**EXCERPTED PASSAGE**
---------------

Ten days later some of Short’s belongings were found in a trash dump at 1819 E. 25th Street. Among the items found were a black patent leather purse, one black shoe, and a brown leather address book which contained more than 75 names. The “little brown book” book had the name Mark M. Hansen (no relation to Harry) stamped on the cover.

Hansen, an attorney and night club owner, was a self-made man. He was a Danish immigrant, who had arrived in the U.S. in 1910 and who, by the 1930 census, was a theater proprietor. By the late 1940s he was part-owner of the Florentine Gardens, a popular Hollywood night spot, and had business interests in several movie theaters.  Detectives grilled Hansen about his relationship with Beth Short, particularly how she came to have the leather address book. Hansen’s explanation was that Beth Short must have taken it from his desk sometime during November 1946. Beth had access to his desk because she was one of several young women who had rented rooms in Hansen’s home at 6024 Carlos Avenue (located behind the Florentine Gardens).

00007090_florentine gardens exterior

Photo courtesy of LAPL

Among the women who had lived at the Carlos Avenue address was Ann Toth, a bit player in the movies. Toth was an acquaintance of Short’s and like everyone else who had known the dead girl she had been questioned by the police. There wasn’t much Toth could tell investigators about Beth who, like so many other young women in post-war L.A., had no fixed address.

---------------

**Dataset records**

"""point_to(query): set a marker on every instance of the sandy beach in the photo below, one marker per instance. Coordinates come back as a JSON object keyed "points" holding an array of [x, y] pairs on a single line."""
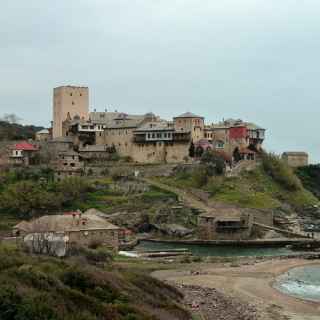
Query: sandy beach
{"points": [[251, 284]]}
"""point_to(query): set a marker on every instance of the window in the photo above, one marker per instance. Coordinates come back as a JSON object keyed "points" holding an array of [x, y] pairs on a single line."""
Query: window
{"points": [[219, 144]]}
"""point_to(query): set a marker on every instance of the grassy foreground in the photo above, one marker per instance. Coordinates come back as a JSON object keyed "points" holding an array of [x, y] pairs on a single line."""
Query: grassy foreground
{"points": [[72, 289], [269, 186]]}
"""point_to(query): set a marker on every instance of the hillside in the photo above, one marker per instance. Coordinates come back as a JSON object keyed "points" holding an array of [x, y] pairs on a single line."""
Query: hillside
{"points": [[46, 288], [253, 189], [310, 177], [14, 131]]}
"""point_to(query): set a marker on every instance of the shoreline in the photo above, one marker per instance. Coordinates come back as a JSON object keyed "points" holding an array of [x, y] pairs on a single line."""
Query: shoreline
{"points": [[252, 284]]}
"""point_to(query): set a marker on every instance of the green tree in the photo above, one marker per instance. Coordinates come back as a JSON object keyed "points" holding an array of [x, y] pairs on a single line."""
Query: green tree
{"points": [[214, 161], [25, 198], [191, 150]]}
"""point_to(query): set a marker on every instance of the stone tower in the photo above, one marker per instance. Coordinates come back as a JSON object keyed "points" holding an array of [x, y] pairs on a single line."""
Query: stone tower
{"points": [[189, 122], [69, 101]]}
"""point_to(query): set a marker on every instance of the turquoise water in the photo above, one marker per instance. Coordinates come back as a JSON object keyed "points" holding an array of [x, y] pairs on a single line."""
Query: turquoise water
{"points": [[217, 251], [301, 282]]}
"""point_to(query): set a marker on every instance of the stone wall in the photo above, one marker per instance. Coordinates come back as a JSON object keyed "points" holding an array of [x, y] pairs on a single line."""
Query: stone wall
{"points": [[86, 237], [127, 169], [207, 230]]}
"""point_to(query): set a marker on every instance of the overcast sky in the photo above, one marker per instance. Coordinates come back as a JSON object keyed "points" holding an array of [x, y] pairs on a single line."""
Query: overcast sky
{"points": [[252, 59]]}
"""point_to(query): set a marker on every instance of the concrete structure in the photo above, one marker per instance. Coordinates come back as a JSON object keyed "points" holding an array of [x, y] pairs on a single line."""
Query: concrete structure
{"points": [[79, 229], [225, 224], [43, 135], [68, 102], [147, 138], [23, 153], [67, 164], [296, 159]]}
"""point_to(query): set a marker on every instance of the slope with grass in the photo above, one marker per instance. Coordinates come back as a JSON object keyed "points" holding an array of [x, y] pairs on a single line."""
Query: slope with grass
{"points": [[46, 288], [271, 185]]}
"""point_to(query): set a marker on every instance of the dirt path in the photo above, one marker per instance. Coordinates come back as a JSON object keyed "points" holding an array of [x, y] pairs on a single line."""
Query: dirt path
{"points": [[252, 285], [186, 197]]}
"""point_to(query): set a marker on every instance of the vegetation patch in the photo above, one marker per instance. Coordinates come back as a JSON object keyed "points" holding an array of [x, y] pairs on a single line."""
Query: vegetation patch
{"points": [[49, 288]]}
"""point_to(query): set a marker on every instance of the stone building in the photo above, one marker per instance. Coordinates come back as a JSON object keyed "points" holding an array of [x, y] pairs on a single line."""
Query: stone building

---------------

**DIRECTIONS**
Reproduce the passage about Beth Short above, between "Among the women" and "no fixed address.", inclusive.

**RESPONSE BOX**
Among the women who had lived at the Carlos Avenue address was Ann Toth, a bit player in the movies. Toth was an acquaintance of Short’s and like everyone else who had known the dead girl she had been questioned by the police. There wasn’t much Toth could tell investigators about Beth who, like so many other young women in post-war L.A., had no fixed address.